• To do: Copy the lines from the line with "segment --target=sky reflection in water" to the line with "Segment every instance of the sky", substituting "nonzero" for "even-odd" and keeping all else the same.

• Contour labeling rows:
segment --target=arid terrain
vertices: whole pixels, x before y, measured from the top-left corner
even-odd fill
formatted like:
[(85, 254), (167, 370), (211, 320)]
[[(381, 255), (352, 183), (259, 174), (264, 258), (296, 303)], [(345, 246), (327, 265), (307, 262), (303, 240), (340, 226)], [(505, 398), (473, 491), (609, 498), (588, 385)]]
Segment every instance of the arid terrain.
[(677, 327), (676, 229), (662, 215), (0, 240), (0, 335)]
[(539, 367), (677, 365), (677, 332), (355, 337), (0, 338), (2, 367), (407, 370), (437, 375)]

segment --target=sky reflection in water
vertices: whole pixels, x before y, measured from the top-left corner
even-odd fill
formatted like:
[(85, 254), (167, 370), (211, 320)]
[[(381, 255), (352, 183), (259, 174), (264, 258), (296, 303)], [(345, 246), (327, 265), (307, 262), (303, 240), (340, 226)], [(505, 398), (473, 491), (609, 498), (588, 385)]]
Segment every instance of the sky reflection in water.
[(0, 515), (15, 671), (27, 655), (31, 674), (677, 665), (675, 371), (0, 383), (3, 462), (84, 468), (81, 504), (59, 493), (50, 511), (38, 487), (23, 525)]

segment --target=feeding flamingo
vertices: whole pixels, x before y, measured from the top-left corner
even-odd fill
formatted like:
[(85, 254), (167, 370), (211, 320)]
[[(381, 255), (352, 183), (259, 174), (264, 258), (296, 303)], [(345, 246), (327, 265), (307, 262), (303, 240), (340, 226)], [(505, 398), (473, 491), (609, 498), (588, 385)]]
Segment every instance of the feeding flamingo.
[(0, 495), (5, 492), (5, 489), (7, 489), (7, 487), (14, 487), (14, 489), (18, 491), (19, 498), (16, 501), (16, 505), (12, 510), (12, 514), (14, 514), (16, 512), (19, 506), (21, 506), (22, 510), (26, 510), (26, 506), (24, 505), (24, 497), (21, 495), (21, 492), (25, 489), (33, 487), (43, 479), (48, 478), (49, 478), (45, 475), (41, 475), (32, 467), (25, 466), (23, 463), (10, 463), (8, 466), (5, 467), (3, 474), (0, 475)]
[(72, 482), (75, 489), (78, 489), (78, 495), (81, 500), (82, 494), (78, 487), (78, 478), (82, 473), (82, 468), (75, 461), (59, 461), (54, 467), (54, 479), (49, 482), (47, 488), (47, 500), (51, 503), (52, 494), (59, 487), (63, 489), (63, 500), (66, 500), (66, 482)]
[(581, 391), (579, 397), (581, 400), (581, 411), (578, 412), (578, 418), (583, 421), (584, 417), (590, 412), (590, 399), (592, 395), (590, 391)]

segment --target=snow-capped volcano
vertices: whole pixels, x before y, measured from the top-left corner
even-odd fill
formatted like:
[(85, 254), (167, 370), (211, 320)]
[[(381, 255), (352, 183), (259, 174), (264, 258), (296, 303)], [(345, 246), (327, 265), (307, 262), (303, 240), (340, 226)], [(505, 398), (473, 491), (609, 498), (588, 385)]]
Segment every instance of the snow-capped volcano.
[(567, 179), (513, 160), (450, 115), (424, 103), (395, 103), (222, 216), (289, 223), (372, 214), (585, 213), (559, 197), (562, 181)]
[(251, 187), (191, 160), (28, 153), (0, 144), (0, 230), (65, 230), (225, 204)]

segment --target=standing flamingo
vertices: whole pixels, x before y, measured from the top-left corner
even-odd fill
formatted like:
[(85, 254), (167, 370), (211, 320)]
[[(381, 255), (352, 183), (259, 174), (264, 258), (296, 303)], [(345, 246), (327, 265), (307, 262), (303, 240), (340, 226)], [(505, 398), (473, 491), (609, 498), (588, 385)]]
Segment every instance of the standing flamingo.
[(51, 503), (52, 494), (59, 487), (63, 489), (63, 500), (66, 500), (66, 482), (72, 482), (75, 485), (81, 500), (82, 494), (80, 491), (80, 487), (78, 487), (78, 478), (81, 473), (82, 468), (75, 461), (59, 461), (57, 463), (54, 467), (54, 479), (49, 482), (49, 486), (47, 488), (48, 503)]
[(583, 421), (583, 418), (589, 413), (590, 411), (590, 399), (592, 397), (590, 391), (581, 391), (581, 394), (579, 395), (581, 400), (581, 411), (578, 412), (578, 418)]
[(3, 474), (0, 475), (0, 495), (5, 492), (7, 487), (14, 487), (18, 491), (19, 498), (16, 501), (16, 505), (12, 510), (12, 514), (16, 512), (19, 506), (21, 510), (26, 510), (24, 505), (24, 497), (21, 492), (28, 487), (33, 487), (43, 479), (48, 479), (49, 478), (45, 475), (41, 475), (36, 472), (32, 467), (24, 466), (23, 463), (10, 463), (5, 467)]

• Output:
segment --target=sky reflection in water
vertices: whole pixels, x before y, measured from the top-left corner
nonzero fill
formatted like:
[(85, 254), (167, 370), (211, 320)]
[[(381, 255), (352, 183), (259, 174), (264, 258), (296, 303)], [(345, 246), (327, 265), (307, 262), (303, 240), (340, 226)], [(505, 398), (473, 491), (609, 498), (588, 385)]]
Segment every instance of the sky reflection in water.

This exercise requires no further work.